Vos tâches:
(1) D'après l'extrait sur la fracture territoriale, pourquoi 40 départements peinent-ils à payer le RSA et/ou l'allocation personnes âgées ? Merci de répondre en une à trois phrases, s'il vous plaît.
(2) Relevez chaque ligne des données où figure le mot « bearded ».

Extrait du document:
↓

Pouvoirs publics impuissants

 

Les politiques publiques ont amplifié le sentiment d'abandon en fermant administrations, tribunaux, postes, gares, et en n'instaurant pas une vraie péréquation entre collectivités riches et pauvres. Révélateur de cette fracture : le dépliement de la fibre optique. Sur les dix millions de foyers et de sociétés raccordées, sept millions vivent dans le Grand Paris ou dans les dix premières aires urbaines. Président de l'assemblée des départements de France, Dominique Bussereau constate : "Si 40 départements peinent à payer le RSA et/ou l'allocation personnes âgées, ce n'est pas parce qu'ils sont moins bien gérés mais parce que le nombre d'allocataires augmente et que l'économie ne procure pas assez de richesse".

 

 

 

Mouvement irréversible

 

Pour France Stratégie et beaucoup de spécialistes, le mouvement est irréversible. "L'égalité des territoires n'est plus un objectif raisonnable. La question, c'est l'égalité des citoyens", note Laurent Davezies. France Stratégie s'aventure plus loin : "Les politiques publiques doivent donc favoriser le dynamisme des métropoles à travers la recherche, les équipements, l'économie et organiser une redistribution sociale vers ces zones en difficulté".

 

 

Il ne s'agit pas de combattre mais de gérer la fracture territoriale. Politiquement, cette stratégie est invendable. "Nos lois sont trop urbaines, trop tournées vers les métropoles", avertit Gérard Larcher, président LR du Sénat, qui veut placer le sujet au centre de la présidentielle.

 

 

 

Défilé de politiques

 

De droite ou de gauche, au pouvoir ou aspirant à y parvenir, les politiques de tous bords multiplient les déplacements dans ces territoires pour célébrer le dynamisme de PME innovantes et de quelques petites villes heureuses, Saint-Flour, Pontarlier, Sarlat, le Pays basque intérieur, pour ne citer que quelques contre exemples méritoires au mouvement de déclin.

 

 

Lors de comités interministériels à Vesoul et Bourg-en-Bresse, le gouvernement a proposé des mesures, des programmes économiques fléchés vers la ruralité au sens large et le périurbain éloigné. Les crédits débloqués et complétés par des fonds européens et les régions ne sont pas négligeables.

 

 

Mais cela ne fait pas rouvrir les usines, les fermes, les écoles et les commerces "à céder". Deux chiffres illustrent les déchirures du tissu économique : en 15 ans, coopératives viticoles et agricoles ont perdu 8 000 salariés, selon la mutualité sociale agricole. Un commerce sur deux n'a pas été repris dans les bassins d'emplois de 100 000 habitants.

↑

Données fournies:
↓

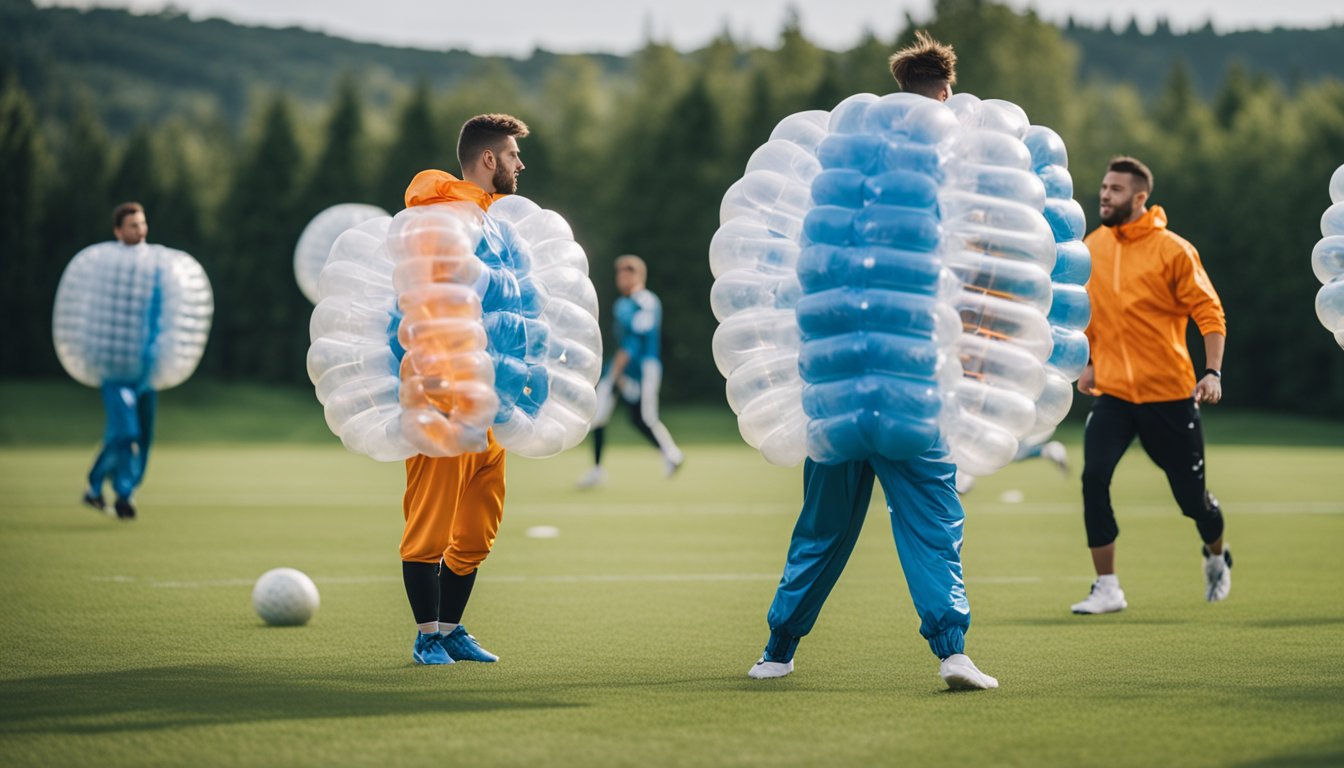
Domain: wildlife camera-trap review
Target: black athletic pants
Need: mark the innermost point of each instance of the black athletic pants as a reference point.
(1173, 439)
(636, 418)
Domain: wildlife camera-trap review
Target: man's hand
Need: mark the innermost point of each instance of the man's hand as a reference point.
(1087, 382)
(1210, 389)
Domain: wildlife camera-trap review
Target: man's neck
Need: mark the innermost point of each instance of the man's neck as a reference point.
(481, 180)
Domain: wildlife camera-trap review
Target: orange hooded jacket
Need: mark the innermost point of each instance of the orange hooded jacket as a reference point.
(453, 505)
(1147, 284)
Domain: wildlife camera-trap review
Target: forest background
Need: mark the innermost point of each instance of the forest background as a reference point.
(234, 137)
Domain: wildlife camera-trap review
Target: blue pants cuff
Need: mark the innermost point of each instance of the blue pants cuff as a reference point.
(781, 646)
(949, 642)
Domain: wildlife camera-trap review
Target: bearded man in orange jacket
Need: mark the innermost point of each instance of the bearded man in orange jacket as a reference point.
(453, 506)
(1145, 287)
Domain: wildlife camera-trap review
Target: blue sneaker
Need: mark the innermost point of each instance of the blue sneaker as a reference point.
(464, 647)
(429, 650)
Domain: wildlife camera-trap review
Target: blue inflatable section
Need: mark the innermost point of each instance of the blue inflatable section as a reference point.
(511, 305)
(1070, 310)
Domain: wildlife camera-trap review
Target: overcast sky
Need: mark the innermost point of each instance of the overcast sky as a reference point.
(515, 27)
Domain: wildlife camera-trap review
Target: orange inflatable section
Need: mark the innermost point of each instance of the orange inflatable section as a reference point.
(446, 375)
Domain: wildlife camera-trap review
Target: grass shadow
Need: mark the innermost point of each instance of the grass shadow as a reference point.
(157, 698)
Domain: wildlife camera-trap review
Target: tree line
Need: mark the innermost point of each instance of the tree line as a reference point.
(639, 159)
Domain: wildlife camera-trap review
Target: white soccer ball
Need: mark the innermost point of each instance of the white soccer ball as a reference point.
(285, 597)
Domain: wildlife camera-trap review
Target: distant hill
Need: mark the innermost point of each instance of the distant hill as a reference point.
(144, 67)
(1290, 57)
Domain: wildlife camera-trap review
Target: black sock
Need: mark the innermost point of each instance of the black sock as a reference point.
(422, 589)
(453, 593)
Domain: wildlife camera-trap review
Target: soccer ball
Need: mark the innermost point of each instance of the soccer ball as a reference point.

↑

Réponses attendues:
(1) Selon Dominique Bussereau, ce n'est pas parce que ces départements sont moins bien gérés. C'est parce que le nombre d'allocataires augmente et que l'économie ne procure pas assez de richesse.

(2)
Target: bearded man in orange jacket
Need: mark the innermost point of each instance of the bearded man in orange jacket as a reference point.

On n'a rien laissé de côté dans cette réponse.